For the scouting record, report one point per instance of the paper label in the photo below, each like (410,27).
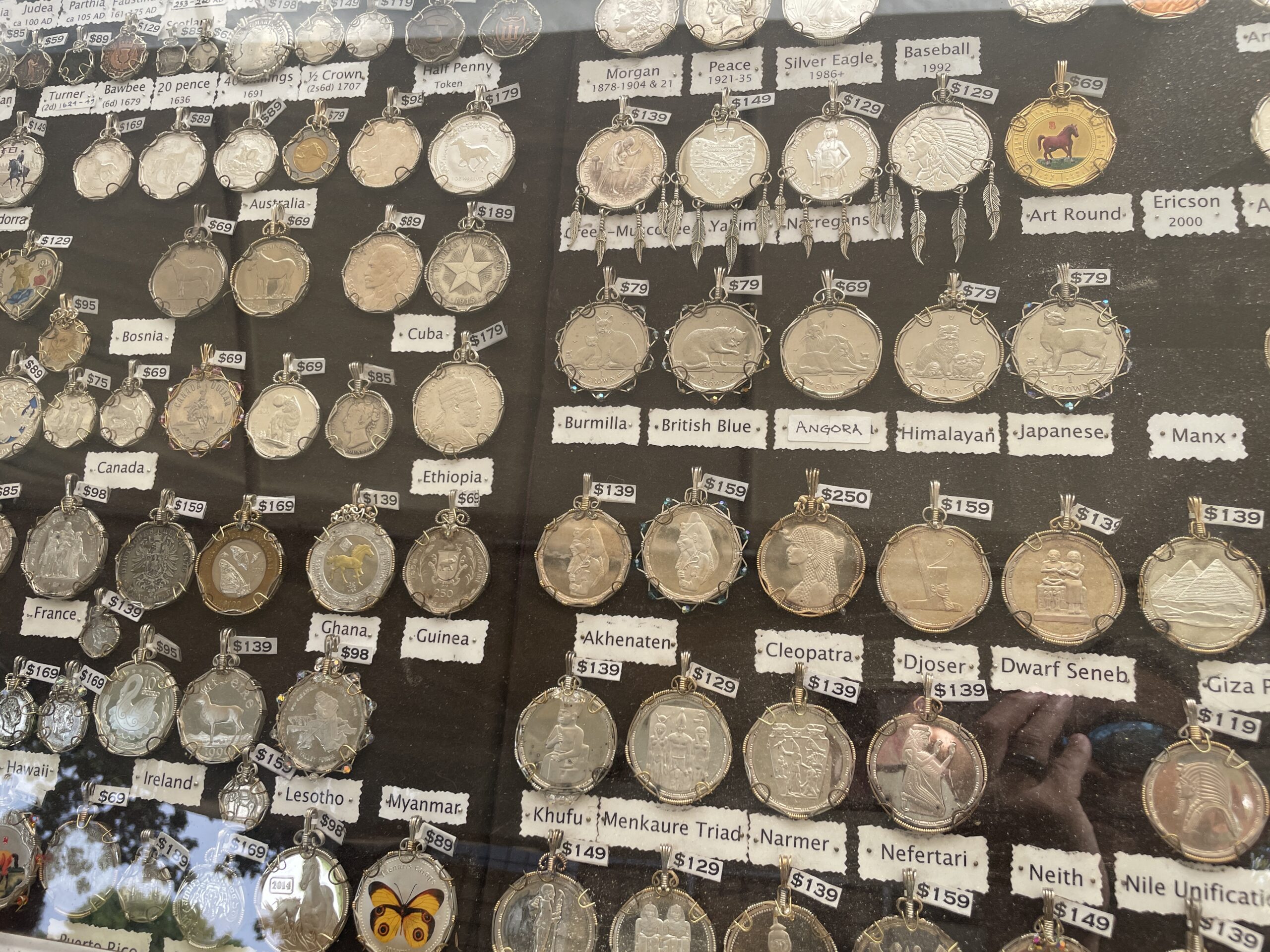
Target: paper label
(143,336)
(708,428)
(1060,434)
(648,76)
(912,659)
(423,333)
(1189,211)
(831,653)
(1197,437)
(627,638)
(293,796)
(596,424)
(784,418)
(445,640)
(850,64)
(947,432)
(945,860)
(1110,677)
(1064,215)
(121,470)
(1072,875)
(53,619)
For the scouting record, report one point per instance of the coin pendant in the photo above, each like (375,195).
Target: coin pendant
(155,564)
(382,271)
(136,709)
(369,35)
(622,167)
(246,160)
(189,278)
(24,159)
(310,155)
(473,153)
(271,277)
(634,27)
(385,151)
(720,27)
(457,407)
(1064,587)
(446,573)
(566,740)
(436,33)
(509,28)
(102,169)
(351,565)
(172,166)
(720,163)
(282,422)
(468,271)
(929,774)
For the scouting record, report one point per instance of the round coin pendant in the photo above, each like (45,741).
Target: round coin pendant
(1203,799)
(925,770)
(447,567)
(460,404)
(566,739)
(811,563)
(832,350)
(934,577)
(1061,584)
(583,555)
(1202,592)
(679,746)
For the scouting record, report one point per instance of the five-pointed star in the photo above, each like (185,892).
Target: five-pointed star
(466,271)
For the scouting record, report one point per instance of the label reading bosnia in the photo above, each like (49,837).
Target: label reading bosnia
(337,799)
(143,336)
(53,619)
(1065,215)
(445,640)
(168,782)
(945,860)
(1197,437)
(708,428)
(596,424)
(1112,677)
(627,639)
(121,470)
(947,432)
(829,653)
(611,79)
(1060,434)
(431,805)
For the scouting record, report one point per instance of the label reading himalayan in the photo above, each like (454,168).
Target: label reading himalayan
(947,432)
(1060,434)
(1110,677)
(1197,437)
(746,429)
(828,653)
(445,640)
(596,424)
(627,639)
(945,860)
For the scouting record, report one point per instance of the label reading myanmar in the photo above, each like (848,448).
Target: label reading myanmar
(596,424)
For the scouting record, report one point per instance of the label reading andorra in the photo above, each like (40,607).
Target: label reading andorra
(1110,677)
(596,424)
(445,640)
(648,76)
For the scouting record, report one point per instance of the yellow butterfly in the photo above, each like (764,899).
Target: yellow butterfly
(414,918)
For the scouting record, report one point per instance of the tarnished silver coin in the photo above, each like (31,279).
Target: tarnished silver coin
(382,271)
(105,167)
(679,746)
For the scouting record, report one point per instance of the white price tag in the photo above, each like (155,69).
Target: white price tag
(713,681)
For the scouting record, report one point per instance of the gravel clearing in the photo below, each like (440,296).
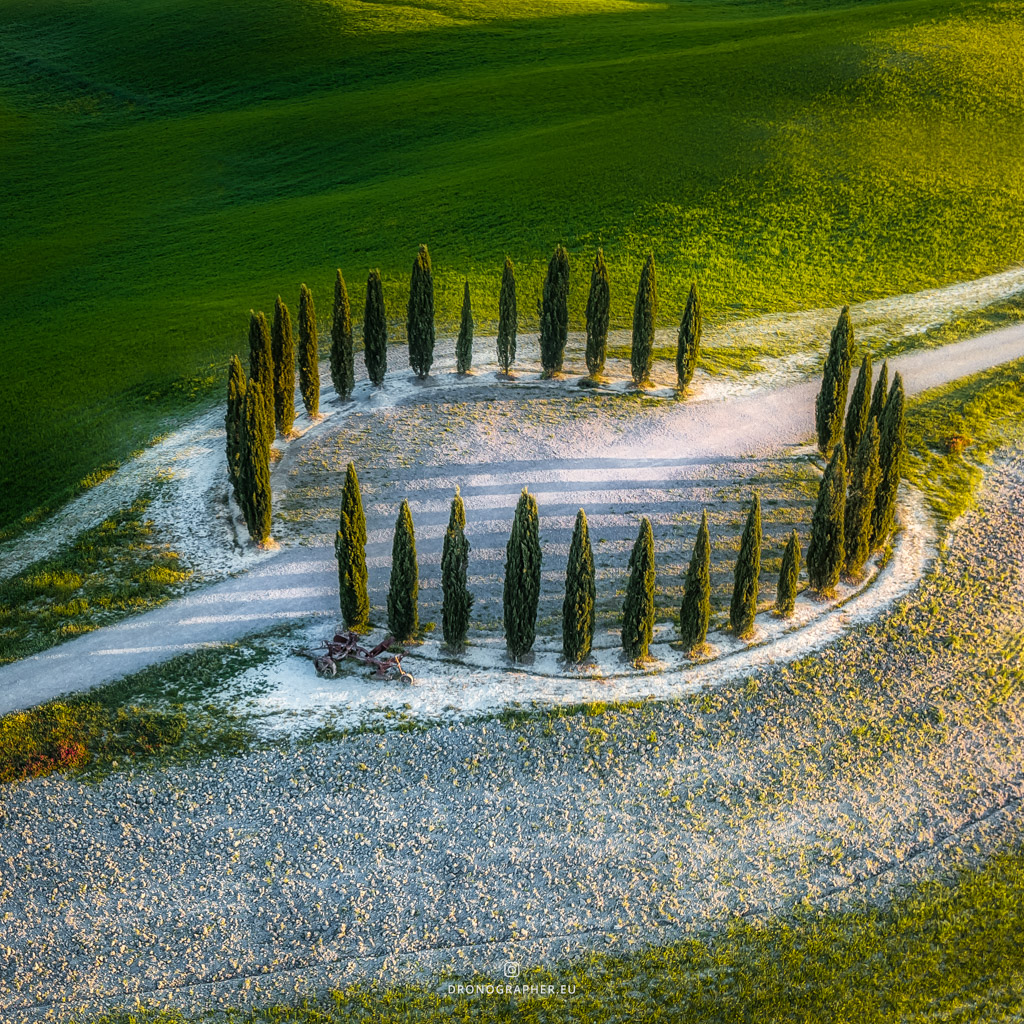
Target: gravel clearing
(453,848)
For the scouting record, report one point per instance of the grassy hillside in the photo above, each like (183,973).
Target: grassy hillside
(168,164)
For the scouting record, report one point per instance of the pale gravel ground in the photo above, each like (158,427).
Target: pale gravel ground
(382,855)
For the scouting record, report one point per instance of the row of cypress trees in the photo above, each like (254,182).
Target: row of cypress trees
(554,324)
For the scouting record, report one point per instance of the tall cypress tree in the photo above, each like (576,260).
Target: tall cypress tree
(308,353)
(598,303)
(788,578)
(892,441)
(555,312)
(830,402)
(826,551)
(457,602)
(581,593)
(403,593)
(860,501)
(522,577)
(420,314)
(283,349)
(350,550)
(743,606)
(342,350)
(694,612)
(254,473)
(688,343)
(644,314)
(235,422)
(464,345)
(638,608)
(261,368)
(880,395)
(375,330)
(858,413)
(508,318)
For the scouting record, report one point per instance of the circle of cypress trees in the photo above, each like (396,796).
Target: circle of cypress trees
(522,577)
(747,578)
(638,608)
(420,314)
(644,315)
(308,353)
(694,611)
(581,593)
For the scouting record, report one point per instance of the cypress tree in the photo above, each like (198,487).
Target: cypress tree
(457,602)
(830,402)
(522,577)
(350,550)
(688,345)
(464,346)
(638,608)
(402,595)
(880,395)
(598,302)
(254,472)
(581,593)
(860,501)
(826,551)
(375,330)
(308,353)
(858,413)
(743,606)
(694,612)
(342,350)
(261,369)
(892,441)
(508,318)
(788,578)
(283,349)
(644,314)
(235,422)
(555,312)
(420,315)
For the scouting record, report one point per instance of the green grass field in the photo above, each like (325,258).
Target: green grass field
(169,164)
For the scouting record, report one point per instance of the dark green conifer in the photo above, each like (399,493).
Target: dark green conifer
(342,350)
(350,550)
(522,577)
(261,368)
(283,349)
(892,441)
(830,403)
(555,312)
(638,608)
(747,578)
(508,318)
(581,593)
(598,302)
(880,395)
(308,353)
(235,422)
(694,612)
(788,578)
(860,501)
(420,314)
(644,315)
(464,345)
(688,344)
(254,473)
(858,413)
(826,551)
(403,593)
(457,602)
(375,330)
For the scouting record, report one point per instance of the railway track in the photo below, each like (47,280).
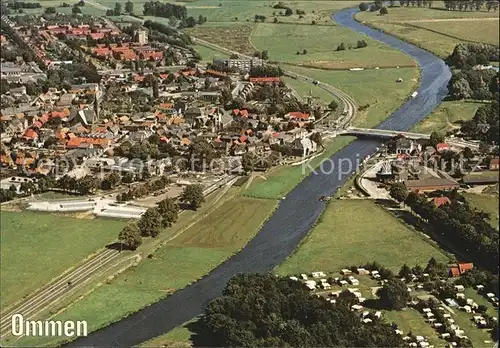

================

| Task details |
Copy every record above word for word, leaving out the pictures.

| Final result |
For the scouting record, report one point per instance of the paper label in the photo below, each like (410,27).
Target: paper label
(143,336)
(708,428)
(1060,434)
(648,76)
(912,659)
(423,333)
(1189,211)
(831,653)
(1197,437)
(627,638)
(293,796)
(596,424)
(784,418)
(445,640)
(850,64)
(947,432)
(945,860)
(1110,677)
(1064,215)
(121,470)
(1072,875)
(53,619)
For the scouting record, report one point per instance of the coin pendant in the photo above, each like (375,195).
Target: coin pendant
(155,564)
(382,271)
(136,709)
(369,35)
(622,167)
(246,160)
(189,278)
(24,159)
(310,155)
(473,153)
(271,277)
(634,27)
(385,151)
(720,27)
(457,407)
(1064,587)
(446,573)
(566,740)
(436,33)
(509,28)
(102,169)
(351,565)
(172,166)
(720,163)
(282,422)
(468,271)
(929,774)
For the scouting record, report one point per instance of the round coin pendant in the photo above, each like (45,741).
Target: round coin pendant
(1203,799)
(925,770)
(447,567)
(460,404)
(566,739)
(811,563)
(832,350)
(934,577)
(1061,584)
(583,555)
(1202,592)
(679,746)
For the scouting record, report one point per instance of the five-pointed star in the photo above, each like (185,892).
Target: five-pointed star
(466,271)
For the scouting record, report one point per instance of the label reading bosnia in the photo above, each like (49,837).
Target: label reading bosnia
(337,799)
(143,336)
(53,619)
(1065,215)
(445,640)
(168,782)
(945,860)
(1197,437)
(708,428)
(596,424)
(1112,677)
(627,639)
(121,470)
(947,432)
(829,653)
(611,79)
(1060,434)
(431,805)
For the scouting record, report one point per instance of the label reading himalayan in the photo above, each like (454,168).
Target: label reading himalayan
(947,432)
(1060,434)
(1110,677)
(1197,437)
(746,429)
(828,653)
(445,640)
(596,424)
(627,639)
(945,860)
For the scouting record, report one point per instance of the label reading myanmar in the photo above, each like (848,448).
Target: label reading myanmar
(596,424)
For the scouting record, report one point per instance of the label reading andorra in the photo above, each like (40,607).
Target: label reading andorra
(1110,677)
(596,424)
(445,640)
(648,76)
For the scouting record, report one point per instance of the yellow butterfly in the photo above, each like (764,899).
Target: yellow butterfly
(414,918)
For the scouting record, report one point per instance of the tarnished silver coin in the photo above, each like (31,279).
Target: tarnished silver coin
(382,271)
(105,167)
(679,746)
For the scouting record, report one point per instance of the white price tag in the photo above, each like (155,69).
Target: white price tag
(713,681)
For the scouting record, report one point per instance of the gravel clearing in the photo below, each like (440,296).
Target: gravel clearing
(453,848)
For the scouting record, report one point per instance of the grassy hillside in the photo above, each like (183,973).
Target: grassy hillside
(168,164)
For the scouting record, report one point per instance of the pale gravel ground in the photo above, each like (158,427).
Target: pale gravel ground
(382,855)
For the scouting record, report one point per instance of the row of cypress trees in the photo above, each like (254,182).
Target: row of cypress trees
(554,324)
For the scouting record, report one point per instance of the tall cypress tree in the photo above, each like (576,260).
Target: tall cypress tree
(308,353)
(598,303)
(788,578)
(892,441)
(555,312)
(830,402)
(826,551)
(457,602)
(581,593)
(403,593)
(860,501)
(522,577)
(420,314)
(283,349)
(350,550)
(743,606)
(342,350)
(694,612)
(254,473)
(688,343)
(644,314)
(235,422)
(464,345)
(638,608)
(261,368)
(880,395)
(375,330)
(858,413)
(508,318)
For the scouting record, report one point per instance of the circle of cypress trees in the photo above, each like (396,796).
Target: circle of cypress trees
(522,577)
(747,578)
(638,608)
(420,314)
(644,315)
(308,353)
(694,611)
(581,593)
For the scouting record, report one point per instance of the cypress tree in the photo above, each like (198,487).
Target: cypress tree
(457,602)
(830,402)
(522,577)
(350,550)
(688,345)
(464,346)
(638,608)
(402,595)
(880,395)
(598,302)
(254,472)
(581,593)
(860,501)
(826,551)
(375,330)
(308,353)
(858,413)
(743,606)
(694,612)
(342,350)
(261,369)
(892,441)
(508,318)
(788,578)
(283,349)
(644,314)
(235,422)
(555,312)
(420,315)
For the scouting record, report one point per instance of the green grass field in the photo above, each like (325,258).
Target: green grass field
(169,164)
For the scouting record, report one point per instance of the dark green conifer in the photo above, each like (399,493).
Target: dark green conifer
(342,350)
(350,550)
(522,577)
(261,368)
(283,349)
(892,441)
(830,403)
(555,312)
(638,608)
(747,578)
(508,318)
(581,593)
(598,302)
(880,395)
(308,353)
(235,422)
(694,612)
(788,578)
(860,501)
(420,314)
(644,315)
(464,345)
(688,344)
(254,473)
(858,413)
(826,551)
(403,593)
(457,602)
(375,330)
For the scouting record, report one point per instance of the railway track in the photo below, each like (47,280).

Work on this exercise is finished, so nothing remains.